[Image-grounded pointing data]
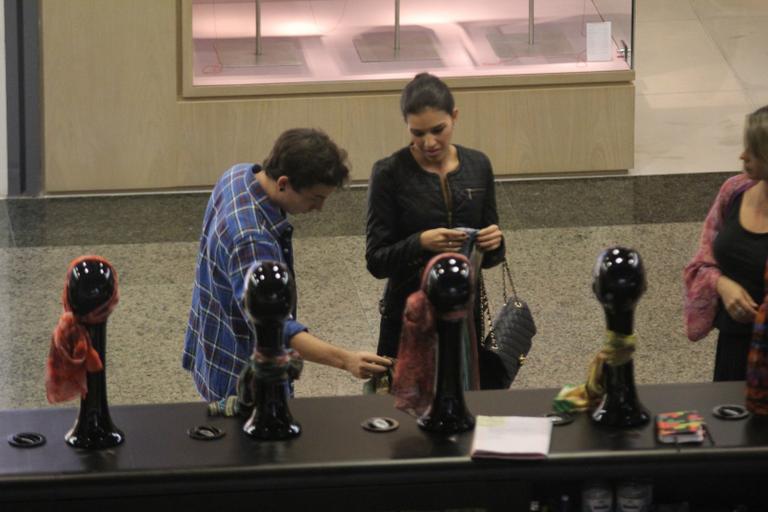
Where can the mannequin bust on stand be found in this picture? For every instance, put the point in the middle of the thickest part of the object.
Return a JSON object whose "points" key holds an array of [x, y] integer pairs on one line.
{"points": [[91, 287], [270, 293], [449, 289], [618, 283]]}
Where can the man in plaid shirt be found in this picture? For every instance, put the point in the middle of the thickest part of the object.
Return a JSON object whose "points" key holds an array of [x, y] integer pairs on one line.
{"points": [[245, 222]]}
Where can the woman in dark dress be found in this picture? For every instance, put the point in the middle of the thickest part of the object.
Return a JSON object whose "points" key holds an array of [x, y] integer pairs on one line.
{"points": [[725, 281], [419, 195]]}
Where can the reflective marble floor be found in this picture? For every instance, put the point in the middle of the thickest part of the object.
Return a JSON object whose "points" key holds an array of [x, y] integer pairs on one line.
{"points": [[554, 228], [700, 68]]}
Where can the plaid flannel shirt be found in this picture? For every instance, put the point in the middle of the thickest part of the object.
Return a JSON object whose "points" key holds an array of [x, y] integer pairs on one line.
{"points": [[241, 225]]}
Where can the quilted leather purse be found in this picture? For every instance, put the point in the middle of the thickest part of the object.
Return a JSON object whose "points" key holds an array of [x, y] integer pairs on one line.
{"points": [[510, 335]]}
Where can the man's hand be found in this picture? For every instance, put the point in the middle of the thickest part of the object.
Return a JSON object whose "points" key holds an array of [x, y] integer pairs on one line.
{"points": [[364, 365], [738, 303], [489, 238], [442, 239]]}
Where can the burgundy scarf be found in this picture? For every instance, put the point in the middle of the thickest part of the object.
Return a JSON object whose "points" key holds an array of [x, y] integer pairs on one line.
{"points": [[414, 376]]}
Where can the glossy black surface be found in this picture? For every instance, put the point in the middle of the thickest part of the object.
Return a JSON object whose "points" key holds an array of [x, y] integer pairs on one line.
{"points": [[92, 284], [403, 469], [618, 283], [449, 290], [270, 293]]}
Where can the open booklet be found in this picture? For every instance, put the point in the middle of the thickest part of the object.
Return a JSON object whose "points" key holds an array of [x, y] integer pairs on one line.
{"points": [[511, 437]]}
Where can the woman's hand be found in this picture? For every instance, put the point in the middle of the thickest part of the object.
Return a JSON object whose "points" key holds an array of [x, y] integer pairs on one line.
{"points": [[442, 239], [489, 238], [738, 303], [365, 365]]}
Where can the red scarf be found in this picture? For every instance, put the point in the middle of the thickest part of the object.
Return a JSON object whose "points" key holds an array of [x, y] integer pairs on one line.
{"points": [[71, 354]]}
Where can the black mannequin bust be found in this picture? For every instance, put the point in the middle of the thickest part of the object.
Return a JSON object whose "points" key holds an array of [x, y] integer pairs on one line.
{"points": [[449, 289], [270, 294], [91, 285], [618, 283]]}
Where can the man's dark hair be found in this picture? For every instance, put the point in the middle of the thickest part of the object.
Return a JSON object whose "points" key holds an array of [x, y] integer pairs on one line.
{"points": [[423, 92], [308, 157]]}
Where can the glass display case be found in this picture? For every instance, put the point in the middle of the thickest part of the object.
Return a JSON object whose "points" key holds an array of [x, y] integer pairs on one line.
{"points": [[256, 42]]}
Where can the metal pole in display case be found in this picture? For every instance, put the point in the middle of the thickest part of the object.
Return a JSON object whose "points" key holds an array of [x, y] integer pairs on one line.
{"points": [[258, 26], [530, 22]]}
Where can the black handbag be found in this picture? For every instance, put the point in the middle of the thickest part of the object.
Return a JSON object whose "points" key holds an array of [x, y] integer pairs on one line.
{"points": [[510, 335]]}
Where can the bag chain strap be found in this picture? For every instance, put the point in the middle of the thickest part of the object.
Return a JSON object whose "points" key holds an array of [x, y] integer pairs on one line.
{"points": [[487, 314], [507, 274]]}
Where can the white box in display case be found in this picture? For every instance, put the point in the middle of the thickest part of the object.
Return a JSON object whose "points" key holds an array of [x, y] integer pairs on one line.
{"points": [[253, 42]]}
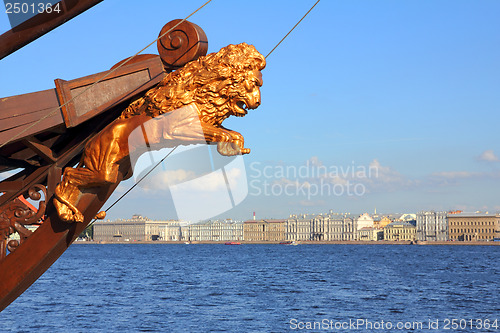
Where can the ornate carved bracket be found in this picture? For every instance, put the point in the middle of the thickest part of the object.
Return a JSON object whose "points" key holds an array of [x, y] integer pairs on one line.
{"points": [[16, 214]]}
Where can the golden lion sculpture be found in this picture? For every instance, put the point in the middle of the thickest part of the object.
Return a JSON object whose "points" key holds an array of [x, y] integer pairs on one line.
{"points": [[207, 91]]}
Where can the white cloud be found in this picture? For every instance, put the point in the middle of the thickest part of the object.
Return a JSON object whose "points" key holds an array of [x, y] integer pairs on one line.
{"points": [[164, 179], [489, 156], [455, 174]]}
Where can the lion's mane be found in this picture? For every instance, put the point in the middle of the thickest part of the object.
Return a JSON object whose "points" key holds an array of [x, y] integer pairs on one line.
{"points": [[210, 82]]}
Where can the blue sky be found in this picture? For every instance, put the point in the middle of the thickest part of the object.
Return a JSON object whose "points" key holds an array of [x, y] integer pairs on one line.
{"points": [[410, 88]]}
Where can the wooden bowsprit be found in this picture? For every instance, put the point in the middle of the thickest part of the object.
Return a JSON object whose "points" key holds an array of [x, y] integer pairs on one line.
{"points": [[45, 132]]}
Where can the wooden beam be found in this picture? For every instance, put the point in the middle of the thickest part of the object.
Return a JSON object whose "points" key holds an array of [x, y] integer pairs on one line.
{"points": [[40, 24]]}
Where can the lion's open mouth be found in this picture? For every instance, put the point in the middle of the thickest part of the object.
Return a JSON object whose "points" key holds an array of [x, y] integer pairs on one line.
{"points": [[240, 109]]}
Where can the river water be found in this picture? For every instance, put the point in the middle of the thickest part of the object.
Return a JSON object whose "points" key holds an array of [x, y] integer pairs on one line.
{"points": [[263, 288]]}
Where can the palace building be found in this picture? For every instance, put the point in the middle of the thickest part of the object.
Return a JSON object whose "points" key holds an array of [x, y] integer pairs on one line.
{"points": [[474, 226]]}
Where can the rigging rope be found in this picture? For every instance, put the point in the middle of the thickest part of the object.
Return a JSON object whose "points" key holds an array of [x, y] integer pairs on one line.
{"points": [[137, 183], [303, 17], [130, 189], [100, 79]]}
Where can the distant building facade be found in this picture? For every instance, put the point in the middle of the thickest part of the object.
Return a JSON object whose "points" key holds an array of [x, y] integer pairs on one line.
{"points": [[137, 228], [371, 234], [264, 230], [474, 226], [364, 221], [400, 231], [432, 226], [325, 227]]}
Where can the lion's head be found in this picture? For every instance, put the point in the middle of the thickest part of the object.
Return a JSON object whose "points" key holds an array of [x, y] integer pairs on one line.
{"points": [[220, 84]]}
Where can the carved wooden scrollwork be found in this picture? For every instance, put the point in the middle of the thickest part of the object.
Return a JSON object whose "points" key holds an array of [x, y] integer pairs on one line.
{"points": [[186, 42], [16, 214]]}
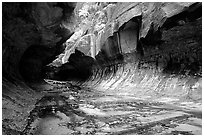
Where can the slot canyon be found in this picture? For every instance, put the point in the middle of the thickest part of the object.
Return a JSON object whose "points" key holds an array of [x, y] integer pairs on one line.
{"points": [[102, 68]]}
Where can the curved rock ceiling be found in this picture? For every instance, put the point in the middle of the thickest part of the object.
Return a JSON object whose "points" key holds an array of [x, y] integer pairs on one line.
{"points": [[102, 51]]}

Exercise goal: Go through the records and repeat each one exactly, skipping anything that is a picture.

Answer area:
Where can the mannequin bust on stand be found in this picture? For every instance, put the point in the middle of the thickest part of the object.
Return a JSON object whose "points" key holds an array of [x, y] integer pairs on one line.
{"points": [[91, 287], [270, 293], [449, 289], [618, 283]]}
Where can the man in plaid shirt be found in this picture? For every instance, put the point in the middle of the thickest part of the object.
Return a JSON object whose "points" key holds an array of [x, y] integer pairs on one line.
{"points": [[245, 222]]}
Where can the woman in dark dress be found in this picture? For every instance, put the point in the middle of the thickest part of the object.
Return a JSON object whose "points" key holds an array of [x, y] integer pairs on one line.
{"points": [[725, 281], [419, 195]]}
Where can the reflective marble floor be found in this picture? For every instance, put the point in the middle of the thickest part of the object.
Return a JSON object whose "points" key holds an array of [x, y] integer pairs on one line.
{"points": [[554, 228], [700, 68]]}
Where can the plaid flannel shirt be found in this picture? For every instance, put the point in the middle of the thickest part of the object.
Return a JSON object whose "points" key holds an array of [x, y] integer pairs on one line.
{"points": [[241, 225]]}
Where can the quilted leather purse be found in this picture? For every instance, put the point in the middle of the thickest part of the object.
Return a JSON object whose "points" key holds an array of [x, y] integer pairs on one line.
{"points": [[510, 335]]}
Where can the man's hand be found in this picture? For every instance, put the point in the middle of the thickest part of the object.
Return a JSON object whose "points" key holds an array of [x, y] integer pairs on one line.
{"points": [[364, 365], [738, 303], [489, 238], [442, 239]]}
Where can the burgundy scarf be found in this picture? For every instance, put the point in the middle of the thickest part of the object.
Return a JSON object whose "points" key holds an array of [x, y] integer pairs on one line.
{"points": [[414, 376]]}
Where can the glossy black surface be found in this picture? For every instance, put the point in the middle of the thickest part of the object.
Return a JSON object whose "points" key holds an array of [x, y] integer pairs on one line.
{"points": [[92, 284], [403, 469], [618, 283], [449, 290], [270, 293]]}
Where can the open booklet be found in this picture? For every instance, put the point in the middle of the thickest part of the object.
Return a JSON object whose "points" key holds an array of [x, y] integer pairs on one line.
{"points": [[511, 437]]}
Where can the woman's hand be found in this picture? For every instance, put the point in the middle of the thickest part of the object.
Return a JSON object whose "points" key holds an array of [x, y] integer pairs on one line.
{"points": [[442, 239], [489, 238], [738, 303], [365, 365]]}
Where can the red scarf be found in this picture? For every instance, put the point in the middle of the thickest part of the object.
Return a JSON object whose "points" key holds an array of [x, y] integer pairs on one line.
{"points": [[71, 354]]}
Where can the black mannequin bust be found in this picture? For every instance, put the point in the middle of the thickest part of the object.
Return a JSON object whose "points" key holds an array of [x, y] integer pairs on one line.
{"points": [[449, 289], [270, 294], [91, 285], [618, 283]]}
Where can the man's dark hair be found in this picture? For every instance, put the point in the middle of the thickest part of the object.
Return a JSON object whose "points" key holds an array of [x, y] integer pairs on one line.
{"points": [[423, 92], [308, 157]]}
Where can the glass display case be found in this picture? For every instance, put the point in the middle of the thickest part of the object.
Return a JSON object whose "points" key holds an array of [x, y] integer pairs on one line.
{"points": [[256, 42]]}
Where can the metal pole in display case be found in this picture? For every instance, put the point in the middle of the thickest part of the object.
Return a JSON object whose "points" key holds an array of [x, y] integer pairs on one line.
{"points": [[258, 26], [530, 22]]}
Where can the black handbag be found in this picture? For every instance, put the point in the middle of the thickest part of the object.
Return a JSON object whose "points" key holds an array of [x, y] integer pairs on one line.
{"points": [[510, 335]]}
Where can the bag chain strap be found in this picture? For every instance, put the point in the middle of the thickest part of the object.
Return a JSON object whose "points" key holds an array of [x, y] integer pairs on one line.
{"points": [[487, 314], [507, 274]]}
Where can the white box in display case be found in this picture? For every instance, put the point in the middle of the thickest part of the object.
Return a JSON object whose "points" key holds an array of [x, y] integer pairs on one line.
{"points": [[253, 42]]}
Where can the ornate carved bracket be found in this picture? For every instance, put the point in the middle of the thickest part of the object.
Return a JSON object whose "points" key holds an array of [x, y] integer pairs on one line.
{"points": [[16, 214]]}
Where can the golden lion sculpture be found in this picture? For every instance, put the point in the middle of the thickest part of the object.
Return a JSON object whose "points" key holds an array of [x, y] integer pairs on one line.
{"points": [[207, 91]]}
Where can the white cloud be found in this picture? For every instance, put the point in the middle of the thickest part of the object.
Return a JSON object whose "points" key holds an array of [x, y] integer pairs on one line.
{"points": [[164, 179], [489, 156], [455, 174]]}
Where can the lion's mane be found in this picture? For every instance, put the point in the middle of the thickest part of the object.
Return a JSON object whose "points" key holds an array of [x, y] integer pairs on one line.
{"points": [[210, 82]]}
Where can the blue sky be found in this picture? For every instance, put the point in the middle of the thickest part of the object.
Return a JSON object whose "points" key holds an array of [x, y] integer pairs on one line.
{"points": [[410, 88]]}
Where can the wooden bowsprit be found in this picture? For every instance, put the point in the middle of the thickest part of the object.
Return a JSON object whose "points" key holds an array of [x, y] integer pairs on one line.
{"points": [[45, 132]]}
Where can the wooden beam be found in this picture? For every instance, put the point in the middle of the thickest part of the object.
Return a JSON object whose "points" key holds an array of [x, y] integer pairs on one line.
{"points": [[40, 24]]}
Where can the lion's open mouth be found in this picture? For every instance, put the point in the middle of the thickest part of the object.
Return a JSON object whose "points" key holds an array of [x, y] integer pairs on one line.
{"points": [[240, 109]]}
Where can the river water be found in this picture? For every instance, put the point in the middle of the thickest part of the object.
Return a JSON object whose "points" key holds an array of [x, y] integer pairs on one line.
{"points": [[263, 288]]}
Where can the palace building be found in this picture? For every instance, put the point in the middle of the thickest part of the object.
Return a JSON object whose "points" key holds an array of [x, y] integer pairs on one line.
{"points": [[474, 226]]}
Where can the rigging rope be found in this picture? For every instance, put the point in the middle of the thickest part of the object.
Return a JSON object whose "points" key holds an array of [x, y] integer pairs on one line.
{"points": [[137, 183], [303, 17], [130, 189], [100, 79]]}
Where can the distant building facade be found in this picture? For every instance, put the point in the middle of the thickest part of the object.
Return a JSON object whose "points" key holds an array of [x, y] integer pairs on one line.
{"points": [[137, 228], [371, 234], [264, 230], [474, 226], [364, 221], [400, 231], [432, 226], [325, 227]]}
Where can the lion's head be found in this picture? For every instance, put the point in the middle of the thickest part of the object.
Return a JSON object whose "points" key holds an array of [x, y] integer pairs on one line.
{"points": [[220, 84]]}
Where can the carved wooden scrollwork be found in this picture? For every instance, put the point in the middle of the thickest part of the object.
Return a JSON object whose "points" key holds an array of [x, y] integer pairs on one line.
{"points": [[186, 42], [16, 214]]}
Where can the slot canyon be found in this picture? For every instance, put the point in the middle of the thickest part of the object.
Return a JSON object whose "points" key holds an array of [x, y] integer pairs on one line.
{"points": [[102, 68]]}
Where can the curved rock ceiling be found in this picture? For every instance, put the point in the middle of the thickest part of the object.
Return a JSON object whose "points" key holds an array of [x, y] integer pairs on one line.
{"points": [[102, 51]]}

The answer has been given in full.